## begin

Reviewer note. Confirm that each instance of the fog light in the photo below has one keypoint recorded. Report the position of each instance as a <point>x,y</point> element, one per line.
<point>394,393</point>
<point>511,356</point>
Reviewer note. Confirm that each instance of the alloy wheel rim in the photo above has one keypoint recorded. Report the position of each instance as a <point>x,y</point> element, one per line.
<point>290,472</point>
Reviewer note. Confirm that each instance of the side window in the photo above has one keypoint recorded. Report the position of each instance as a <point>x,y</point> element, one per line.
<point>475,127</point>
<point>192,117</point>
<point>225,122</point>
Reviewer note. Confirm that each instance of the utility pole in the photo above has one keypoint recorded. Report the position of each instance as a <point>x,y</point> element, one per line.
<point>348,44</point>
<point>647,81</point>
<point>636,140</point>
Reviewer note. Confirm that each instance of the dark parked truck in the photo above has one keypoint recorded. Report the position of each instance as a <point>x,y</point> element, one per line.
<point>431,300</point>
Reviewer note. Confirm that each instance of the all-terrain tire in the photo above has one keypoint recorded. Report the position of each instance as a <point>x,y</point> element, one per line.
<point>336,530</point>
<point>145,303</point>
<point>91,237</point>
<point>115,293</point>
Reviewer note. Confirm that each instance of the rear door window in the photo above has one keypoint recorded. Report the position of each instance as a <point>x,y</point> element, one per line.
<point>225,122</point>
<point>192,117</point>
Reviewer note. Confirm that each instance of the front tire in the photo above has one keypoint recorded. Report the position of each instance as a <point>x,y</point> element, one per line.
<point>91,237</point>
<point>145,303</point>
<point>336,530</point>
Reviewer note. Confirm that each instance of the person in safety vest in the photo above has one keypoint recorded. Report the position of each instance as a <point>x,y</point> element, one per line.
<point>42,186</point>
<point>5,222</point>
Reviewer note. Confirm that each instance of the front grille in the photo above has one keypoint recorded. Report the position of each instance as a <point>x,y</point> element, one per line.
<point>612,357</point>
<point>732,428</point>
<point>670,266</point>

## end

— TASK STATEMENT —
Please rewrite all of the material above, swapping "keypoint" for "marker" everywhere it appears and keeping everything else the same.

— RESULT —
Reviewer note. Confirm that each instance of the fog light in the photo below has one marker recorded. Report the position of each instance as a <point>x,y</point> element, one per line.
<point>394,393</point>
<point>511,356</point>
Reviewer note. Confirm that each instance of the alloy wheel rim in the photo above has one marker recorded. Report the position of each instance as a <point>x,y</point> element, one per line.
<point>290,472</point>
Reviewer note. Confirm that each instance of the side window in the photo above has one marker recorded. Report the position of each instance as a <point>x,y</point> element, one per line.
<point>475,127</point>
<point>192,117</point>
<point>225,122</point>
Reviewer note. Confirm that each instance of the utility pole in the photo above has one marker recorded. Report the position of each instance as a <point>x,y</point> element, one per line.
<point>348,44</point>
<point>647,81</point>
<point>636,140</point>
Reviewer note. Confirm that each instance of the dark parked truck in the photo above has one marker recorded. Report the position of each instance as a <point>x,y</point> element, one per line.
<point>431,300</point>
Reviewer note. Confirm that each instance of the all-terrain tire in the photo above has one marker recorded. Report the position of each instance as a <point>x,y</point> element, one per line.
<point>336,530</point>
<point>145,303</point>
<point>91,237</point>
<point>115,293</point>
Reviewer note. Confirm that each instance of the rear door window in the photo above has one marker recorded. Report the position of each instance as a <point>x,y</point> element, one per line.
<point>225,122</point>
<point>192,117</point>
Reviewer note. Confirm that each instance of the front tire in the photo above has one marker recorded. Report the position of each instance as a <point>x,y</point> element, one per line.
<point>91,237</point>
<point>145,303</point>
<point>336,530</point>
Reviewer note. Confirm that each instance of the person in safety vest in the photo above has one marker recorded. Report the position of each instance as a <point>x,y</point> element, one per line.
<point>42,186</point>
<point>5,222</point>
Reviewer note. Confirm that each instance of the front grille in the photo above has one marker recorded. Report the position of each instance as a <point>x,y</point> element, one per line.
<point>612,357</point>
<point>732,428</point>
<point>670,266</point>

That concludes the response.